TAREA: ¿Cómo quedaría, más breve y con sus datos principales, el párrafo del fragmento que empieza «Del mismo modo se constituyeron tribunales»?

FRAGMENTO FUENTE:
════════
Del mismo modo se constituyeron tribunales y se determinaron castigos. Que es lo mismo que dice Pablo. Muchos gentiles le iban a replicar y decían: ¿cómo puede juzgar Dios a los hombres anteriores a Moisés, cuando no les envió un legislador, ni les propuso una ley, ni les mandó un profeta, ni un apóstol, ni un evangelista? ¿Qué derecho tiene a pedirles cuentas? Mas escucha la respuesta de Pablo, para demostrarles que tenían una ley que se sabe de suyo y conocían claramente lo que debían hacer: cuando los gentiles, que no tienen ley, hacen naturalmente lo que manda la ley, éstos, que no tienen ley, son ley para sí mismos y demuestran que lo que manda la ley está escrito en sus corazones (Rm 1, 14-15).
════════
LOS DATOS:
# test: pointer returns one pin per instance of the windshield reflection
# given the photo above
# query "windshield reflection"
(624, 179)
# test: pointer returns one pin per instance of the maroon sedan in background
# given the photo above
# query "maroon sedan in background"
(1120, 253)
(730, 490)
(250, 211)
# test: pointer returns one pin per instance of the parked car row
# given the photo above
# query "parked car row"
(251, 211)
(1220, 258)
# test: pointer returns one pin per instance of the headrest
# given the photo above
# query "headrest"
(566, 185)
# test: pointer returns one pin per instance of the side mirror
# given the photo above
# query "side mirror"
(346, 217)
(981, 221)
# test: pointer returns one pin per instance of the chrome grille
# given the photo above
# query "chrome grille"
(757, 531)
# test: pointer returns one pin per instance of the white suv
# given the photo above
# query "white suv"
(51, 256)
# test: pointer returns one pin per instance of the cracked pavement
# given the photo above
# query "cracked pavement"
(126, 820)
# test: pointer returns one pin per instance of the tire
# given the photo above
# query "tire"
════════
RESPUESTA: Se establecieron tribunales y castigos, como afirma Pablo. Muchos gentiles objetaban que Dios no podía juzgar ni pedir cuentas a quienes vivieron antes de Moisés, pues no les envió legislador, ley, profeta, apóstol ni evangelista. Pablo responde que tenían una ley que se conoce por sí misma. Los gentiles sin ley que cumplen por naturaleza lo que la ley manda son ley para sí mismos. Así muestran que esa ley está escrita en sus corazones.